→ **Tarefas do exercício**:
a – Passe para o inglês esta frase do texto sobre a CPI da Covid: "O presidente Jair Bolsonaro vai fazer tudo para apagar, mas motivos e indignação não faltam para o incêndio."
b – Copie do texto sobre a CPI da Covid tudo o que vai desde "Hoje, dor e" até "favor do coronavírus.".

→ **Texto**:

'''

Hoje, dor e luto. Em 2022, Bolsonaro conta com esquecimento para triturar a realidade
Perguntei ao ex-ministro da Saúde Luiz Henrique Mandetta se a CPI da Covid seria só uma fagulha ou pegaria fogo e ele respondeu: “Tem palha, querosene e fósforo e há mais incendiários do que bombeiros. Vai pegar fogo”. O presidente Jair Bolsonaro vai fazer tudo para apagar, mas motivos e indignação não faltam para o incêndio.
Como “palha”, os fatos determinantes, visíveis a olho nu, só não vê quem não quer: Bolsonaro não agiu como presidente, não tomou nenhuma das medidas obrigatórias, não mobilizou o governo e não liderou a Nação para enfrentar a pandemia. Pior: ele agiu, mobilizou o governo e liderou a Nação a favor do coronavírus.
Como “querosene” da CPI, o resultado da inação absurda e da ação criminosa: o Brasil tem mais de 350 mil mortos, 3 mil por dia, o maior número do mundo, com os Poderes, os Estados e os municípios batendo cabeça. Sem comando, sem coordenação central, sem seguir a OMS, a ciência e a medicina, cada um faz o que quer, a população está completamente perdida. E cadê as vacinas?

'''

→ **Conjunto de dados**:
'''

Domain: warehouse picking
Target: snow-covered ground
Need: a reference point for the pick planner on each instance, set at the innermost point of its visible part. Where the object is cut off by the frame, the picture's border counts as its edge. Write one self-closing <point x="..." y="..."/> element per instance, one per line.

'''

→ **Lista de respostas**:
a – President Jair Bolsonaro will do everything to put it out, but there is no shortage of reasons and outrage to fuel the fire.

b –
Hoje, dor e luto. Em 2022, Bolsonaro conta com esquecimento para triturar a realidade
Perguntei ao ex-ministro da Saúde Luiz Henrique Mandetta se a CPI da Covid seria só uma fagulha ou pegaria fogo e ele respondeu: “Tem palha, querosene e fósforo e há mais incendiários do que bombeiros. Vai pegar fogo”. O presidente Jair Bolsonaro vai fazer tudo para apagar, mas motivos e indignação não faltam para o incêndio.
Como “palha”, os fatos determinantes, visíveis a olho nu, só não vê quem não quer: Bolsonaro não agiu como presidente, não tomou nenhuma das medidas obrigatórias, não mobilizou o governo e não liderou a Nação para enfrentar a pandemia. Pior: ele agiu, mobilizou o governo e liderou a Nação a favor do coronavírus.